(What to work on):
1 > Repeat word for word the part of the passage on private health insurance rebates between "Changes to the" and "private hospital cover.", inclusive.
2 > Write what comes next in the piece on private health insurance rebates and the Medicare Levy Surcharge, picking up after its last sentence.

(Selected text):
New Private Health Insurance Rebate & MLS Thresholds (2025-26)
Tier | Single Threshold | Family Threshold | Rebate (under 65) | MLS Rate |
---|---|---|---|---|
Base | $101,000 or less | $202,000 or less | 24.29% | 0% |
Tier 1 | $101,001 – $118,000 | $202,001 – $236,000 | 16.19% | 1.00% |
Tier 2 | $118,001 – $158,000 | $236,001 – $316,000 | 8.10% | 1.25% |
Tier 3 | $158,001 or more | $316,001 or more | 0% | 1.50% |
Who this affects:
- If your income was just above a previous threshold, you might now fall into a lower tier, making you eligible for a higher rebate. For example, a single person earning $100,000 was in Tier 1 last financial year, but is in the Base Tier this year, meaning their rebate jumps from 16.405% to 24.288%.
- If you're getting a pay rise, these higher thresholds might prevent you from being pushed into a tier with a lower rebate.
Changes to the Medicare Levy Surcharge
Now for the stick that accompanies the rebate's carrot: the Medicare Levy Surcharge (MLS). This is an extra tax you pay if you earn above a certain income and don't have an appropriate level of private hospital cover.
The income thresholds for the MLS are the exact same ones used for the private health insurance rebate, and they are also increasing from July 1, 2025.

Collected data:
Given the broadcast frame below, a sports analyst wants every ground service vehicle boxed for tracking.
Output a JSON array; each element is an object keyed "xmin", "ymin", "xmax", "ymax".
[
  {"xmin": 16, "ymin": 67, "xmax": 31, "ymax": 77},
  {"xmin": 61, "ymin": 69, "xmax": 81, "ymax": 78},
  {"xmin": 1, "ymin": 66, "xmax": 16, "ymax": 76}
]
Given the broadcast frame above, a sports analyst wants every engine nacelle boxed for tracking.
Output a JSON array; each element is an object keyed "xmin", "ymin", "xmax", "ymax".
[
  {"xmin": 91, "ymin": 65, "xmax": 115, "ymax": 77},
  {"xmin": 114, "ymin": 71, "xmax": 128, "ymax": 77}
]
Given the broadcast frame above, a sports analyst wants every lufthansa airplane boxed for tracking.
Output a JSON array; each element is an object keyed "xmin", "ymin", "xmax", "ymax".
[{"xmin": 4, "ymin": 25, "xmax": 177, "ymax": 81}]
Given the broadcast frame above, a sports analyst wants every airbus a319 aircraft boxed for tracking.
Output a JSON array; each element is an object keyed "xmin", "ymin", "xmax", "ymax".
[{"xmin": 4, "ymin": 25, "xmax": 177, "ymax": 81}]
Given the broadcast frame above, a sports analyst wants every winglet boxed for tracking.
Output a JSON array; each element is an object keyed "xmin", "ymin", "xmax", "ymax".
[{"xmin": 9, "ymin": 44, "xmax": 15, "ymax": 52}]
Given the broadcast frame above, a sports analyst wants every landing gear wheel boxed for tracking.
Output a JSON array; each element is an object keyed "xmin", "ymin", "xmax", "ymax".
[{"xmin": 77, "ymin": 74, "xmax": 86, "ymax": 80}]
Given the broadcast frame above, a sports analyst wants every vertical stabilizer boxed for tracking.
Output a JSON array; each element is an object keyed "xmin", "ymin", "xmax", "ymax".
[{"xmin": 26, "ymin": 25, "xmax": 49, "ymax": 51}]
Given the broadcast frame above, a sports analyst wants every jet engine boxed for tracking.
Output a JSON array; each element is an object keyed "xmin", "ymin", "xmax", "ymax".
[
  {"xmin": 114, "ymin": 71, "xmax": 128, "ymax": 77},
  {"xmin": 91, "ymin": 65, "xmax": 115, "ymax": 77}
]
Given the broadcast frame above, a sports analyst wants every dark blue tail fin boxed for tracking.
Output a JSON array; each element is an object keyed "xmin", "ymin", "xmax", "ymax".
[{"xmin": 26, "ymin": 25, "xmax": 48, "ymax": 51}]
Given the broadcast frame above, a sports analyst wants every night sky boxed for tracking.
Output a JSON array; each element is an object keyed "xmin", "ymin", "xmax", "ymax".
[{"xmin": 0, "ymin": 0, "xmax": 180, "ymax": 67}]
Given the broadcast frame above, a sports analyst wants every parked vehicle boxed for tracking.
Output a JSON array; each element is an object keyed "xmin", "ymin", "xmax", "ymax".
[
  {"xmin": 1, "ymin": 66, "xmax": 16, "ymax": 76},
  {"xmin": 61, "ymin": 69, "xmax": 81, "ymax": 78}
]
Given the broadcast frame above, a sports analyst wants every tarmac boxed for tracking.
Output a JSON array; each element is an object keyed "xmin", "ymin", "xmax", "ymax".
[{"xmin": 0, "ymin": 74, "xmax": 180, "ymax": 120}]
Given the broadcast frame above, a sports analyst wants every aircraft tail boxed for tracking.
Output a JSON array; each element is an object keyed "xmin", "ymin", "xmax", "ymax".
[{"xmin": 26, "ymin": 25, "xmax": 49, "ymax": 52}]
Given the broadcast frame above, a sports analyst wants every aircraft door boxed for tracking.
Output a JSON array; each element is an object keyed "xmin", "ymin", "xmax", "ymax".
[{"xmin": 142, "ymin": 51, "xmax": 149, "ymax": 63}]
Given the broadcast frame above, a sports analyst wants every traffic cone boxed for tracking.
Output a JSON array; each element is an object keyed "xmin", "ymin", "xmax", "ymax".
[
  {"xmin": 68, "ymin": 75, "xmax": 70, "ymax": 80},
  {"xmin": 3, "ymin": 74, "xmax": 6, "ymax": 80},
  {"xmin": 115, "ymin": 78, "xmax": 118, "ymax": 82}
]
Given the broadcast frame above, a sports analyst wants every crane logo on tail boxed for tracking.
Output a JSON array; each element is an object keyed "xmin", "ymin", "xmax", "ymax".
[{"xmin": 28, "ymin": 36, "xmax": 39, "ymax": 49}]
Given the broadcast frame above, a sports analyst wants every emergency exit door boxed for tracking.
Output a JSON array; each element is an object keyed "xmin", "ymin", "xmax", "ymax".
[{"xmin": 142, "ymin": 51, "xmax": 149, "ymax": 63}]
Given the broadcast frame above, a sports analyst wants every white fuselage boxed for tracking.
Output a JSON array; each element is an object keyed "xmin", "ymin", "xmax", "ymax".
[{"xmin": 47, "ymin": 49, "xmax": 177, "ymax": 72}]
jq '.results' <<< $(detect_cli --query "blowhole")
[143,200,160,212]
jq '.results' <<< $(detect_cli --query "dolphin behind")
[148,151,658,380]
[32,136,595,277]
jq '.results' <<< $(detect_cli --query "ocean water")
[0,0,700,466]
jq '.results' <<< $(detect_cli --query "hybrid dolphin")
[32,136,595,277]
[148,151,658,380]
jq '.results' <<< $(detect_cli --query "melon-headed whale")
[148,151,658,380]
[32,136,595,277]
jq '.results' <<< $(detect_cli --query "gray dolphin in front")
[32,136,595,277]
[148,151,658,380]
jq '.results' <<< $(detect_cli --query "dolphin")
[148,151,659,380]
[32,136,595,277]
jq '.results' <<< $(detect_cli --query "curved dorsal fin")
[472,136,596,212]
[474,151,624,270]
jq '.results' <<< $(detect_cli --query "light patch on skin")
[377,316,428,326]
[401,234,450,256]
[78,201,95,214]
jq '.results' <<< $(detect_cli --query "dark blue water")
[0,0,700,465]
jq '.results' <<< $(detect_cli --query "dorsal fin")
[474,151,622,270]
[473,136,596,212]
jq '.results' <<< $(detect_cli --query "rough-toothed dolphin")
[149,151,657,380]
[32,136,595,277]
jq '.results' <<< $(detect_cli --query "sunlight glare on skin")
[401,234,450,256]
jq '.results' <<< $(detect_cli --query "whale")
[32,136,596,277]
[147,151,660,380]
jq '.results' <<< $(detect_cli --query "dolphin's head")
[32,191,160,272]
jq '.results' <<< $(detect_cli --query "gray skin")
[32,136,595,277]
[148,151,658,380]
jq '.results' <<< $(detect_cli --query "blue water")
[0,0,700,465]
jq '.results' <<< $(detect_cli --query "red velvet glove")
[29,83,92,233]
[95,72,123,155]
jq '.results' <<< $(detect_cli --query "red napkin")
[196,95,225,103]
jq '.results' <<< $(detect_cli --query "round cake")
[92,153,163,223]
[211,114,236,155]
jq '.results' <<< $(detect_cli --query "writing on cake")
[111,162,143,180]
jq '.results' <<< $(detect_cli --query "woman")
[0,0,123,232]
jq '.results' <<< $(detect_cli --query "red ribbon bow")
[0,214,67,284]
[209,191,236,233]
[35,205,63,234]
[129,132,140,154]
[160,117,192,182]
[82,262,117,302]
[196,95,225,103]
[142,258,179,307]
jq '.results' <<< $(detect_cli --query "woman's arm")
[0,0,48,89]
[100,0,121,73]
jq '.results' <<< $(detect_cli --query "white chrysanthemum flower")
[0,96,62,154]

(Outputs by task):
1 >
Changes to the Medicare Levy Surcharge
Now for the stick that accompanies the rebate's carrot: the Medicare Levy Surcharge (MLS). This is an extra tax you pay if you earn above a certain income and don't have an appropriate level of private hospital cover.

2 >
Who this affects:
This primarily affects high-income earners without private hospital cover. The increase in the thresholds gives you a little more breathing room before the surcharge kicks in. A single person can now earn up to $101,000 without hospital cover before being liable for the MLS.
However, if your income is climbing and you're hovering around these new thresholds, it's time to do the maths. For a single person earning $117,000, the 1% MLS amounts to an extra tax of $1,170. In many cases, a basic hospital policy will cost less than the surcharge, making it a financially sound decision to get covered.
No changes for the Lifetime Health Cover
In a rare moment of stability, there are no changes to the Lifetime Health Cover (LHC) loading. But just because it isn't changing doesn't mean you can ignore it.
Here's your friendly, slightly sarcastic reminder: LHC is a 2% loading added to your hospital cover premium for every year you are over 30 when you first take it out. If you wait until you're 40, you'll pay an extra 20% on your premiums. Wait until you're 50, and that's a 40% loading. This loading stays in place for 10 years of continuous cover, and the maximum loading is a whopping 70%. The government does not pay the rebate on the LHC portion of your premium. So, procrastinate at your peril.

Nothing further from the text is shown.